Copy the data below line for line, changing nothing.

---------- GIVEN DATA

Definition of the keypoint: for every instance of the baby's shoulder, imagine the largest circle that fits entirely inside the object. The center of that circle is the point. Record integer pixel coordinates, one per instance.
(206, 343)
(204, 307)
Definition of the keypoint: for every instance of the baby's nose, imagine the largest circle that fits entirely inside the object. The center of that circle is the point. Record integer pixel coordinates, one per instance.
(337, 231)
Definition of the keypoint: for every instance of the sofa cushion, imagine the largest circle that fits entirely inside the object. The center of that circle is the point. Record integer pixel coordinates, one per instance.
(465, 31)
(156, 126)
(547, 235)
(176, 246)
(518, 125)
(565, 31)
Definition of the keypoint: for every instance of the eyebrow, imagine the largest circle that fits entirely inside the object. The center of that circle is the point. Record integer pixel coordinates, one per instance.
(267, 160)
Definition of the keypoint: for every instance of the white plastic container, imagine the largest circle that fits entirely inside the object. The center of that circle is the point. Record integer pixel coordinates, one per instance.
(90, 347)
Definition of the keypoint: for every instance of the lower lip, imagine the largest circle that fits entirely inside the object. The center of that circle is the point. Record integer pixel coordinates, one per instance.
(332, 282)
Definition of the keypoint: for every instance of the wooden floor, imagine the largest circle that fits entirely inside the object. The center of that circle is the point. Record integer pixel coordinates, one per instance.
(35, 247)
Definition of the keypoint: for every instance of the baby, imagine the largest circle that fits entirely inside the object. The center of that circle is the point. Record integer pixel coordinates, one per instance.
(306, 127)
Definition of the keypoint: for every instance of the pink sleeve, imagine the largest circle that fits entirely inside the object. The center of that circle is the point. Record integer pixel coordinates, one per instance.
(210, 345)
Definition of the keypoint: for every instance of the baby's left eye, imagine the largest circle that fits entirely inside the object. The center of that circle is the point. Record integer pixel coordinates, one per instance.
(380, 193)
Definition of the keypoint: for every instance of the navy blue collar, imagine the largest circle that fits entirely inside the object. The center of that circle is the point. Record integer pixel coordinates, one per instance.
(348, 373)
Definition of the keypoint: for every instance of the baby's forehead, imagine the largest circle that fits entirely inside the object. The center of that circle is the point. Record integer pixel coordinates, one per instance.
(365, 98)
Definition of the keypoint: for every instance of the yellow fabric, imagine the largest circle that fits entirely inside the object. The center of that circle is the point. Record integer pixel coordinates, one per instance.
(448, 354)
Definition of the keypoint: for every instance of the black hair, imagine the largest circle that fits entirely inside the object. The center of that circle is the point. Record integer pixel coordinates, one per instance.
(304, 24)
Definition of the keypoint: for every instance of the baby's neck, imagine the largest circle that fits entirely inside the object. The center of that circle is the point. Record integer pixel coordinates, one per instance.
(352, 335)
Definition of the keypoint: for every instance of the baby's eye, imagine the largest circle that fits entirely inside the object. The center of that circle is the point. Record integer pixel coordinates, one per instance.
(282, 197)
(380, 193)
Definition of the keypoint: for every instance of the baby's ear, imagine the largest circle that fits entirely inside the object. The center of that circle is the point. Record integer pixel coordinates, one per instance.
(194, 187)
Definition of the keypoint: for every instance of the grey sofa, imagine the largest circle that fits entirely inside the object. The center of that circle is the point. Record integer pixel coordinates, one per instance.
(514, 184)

--------------------

### RESULT OF THE TASK
Definition of the keypoint: for every instance of the baby's shoulder, imagine the largest circle that fits entirely inside the object. The center of that circle is the point. Record integer pixel coordinates, one per instance.
(206, 343)
(204, 307)
Definition of the keypoint: for every instance of the baby's nose, imagine the largest circle that fits entirely inside the object. The center of that circle is the point. Record integer pixel coordinates, one per instance.
(337, 231)
Definition of the keypoint: for every instance of the sofa cushion, imagine the largest circle that fits entirely inside the object. The center of that circle is the point. Record integer pixel coordinates, one per instance.
(465, 31)
(156, 126)
(547, 235)
(176, 246)
(518, 125)
(565, 31)
Definition of the keypoint: for every instance of the eyebrow, imagine the largest circle that fits entirely inside the object. The center of that circle is the point. Record integer pixel coordinates, one per instance.
(267, 160)
Definition of the keypoint: for every instance of the white plastic container, imagine the largest circle that fits entirely inside the object. The center of that circle is the point. Record integer pixel coordinates, one per instance.
(90, 347)
Definition of the keypoint: for every instance of the lower lip, imagine the largest circle that fits entirely inside the object. The center of that circle is the point. Record integer pixel coordinates, one per instance.
(332, 282)
Definition of the keypoint: for every instance of the wooden floor, imagine the largest circle that fits entirely inside the object. The center of that circle is the point. Record integer pixel coordinates, one per instance.
(35, 247)
Definition of the keypoint: for every instance of the baby, imagine the largest circle that fits entirely inside the object. The center of that circle is the point. Record integer pixel coordinates, one per instance.
(306, 127)
Definition of the keypoint: for every instance of the pink sleeve, imagine the largest circle that fits entirely inside the object. The center of that circle is the point. Record integer pixel coordinates, one per instance.
(210, 345)
Definition of the keypoint: for every instance of the baby's left eye, imagine the largest circle that fits entirely inside the object. The center of that circle is the point. Record integer pixel coordinates, one per instance.
(380, 193)
Definition of the keypoint: for every instance of the navy blue collar, imagine the largest circle that fits entirely inside the object. The center of that circle is the point. Record integer pixel coordinates, one per instance.
(348, 373)
Definition of the keypoint: for every instance of the baby's forehead, imagine the largest circle that fits entirely inside the object. The center of that circle is the point. Record integer pixel coordinates, one per instance.
(365, 98)
Definition of the keypoint: for every instance of the yellow fabric, imagine the largest circle that fits entirely inside the object. The center of that circle is the point. Record integer pixel coordinates, one per instance.
(448, 354)
Definition of the keypoint: for every instance of the black hair, imagine the largest circle that fits entirely inside the object. The center of that circle is the point. Record integer pixel coordinates, one per instance.
(304, 24)
Definition of the keypoint: for every instance of the baby's neck, imagine the largest circle that fits entirely inside the object. The center of that circle is the point. Record integer pixel coordinates, one per instance.
(352, 335)
Definition of the keypoint: for every instance of the baby's eye, imagine the largest circle that fits entirely inside the object. The center of that circle is the point. Record integer pixel coordinates, one per instance.
(282, 197)
(380, 193)
Definition of the keypoint: for every instance of the baby's ear, imagine the largest circle that fits entirely inside the object. The center of that circle is the point. Record integer pixel coordinates, one per instance.
(194, 187)
Definition of the keypoint: for every instance of the grey sofa, imagine the largest circle that fits entirely inside the object. The center of that circle is the point. Record integer pixel coordinates, one per instance.
(514, 184)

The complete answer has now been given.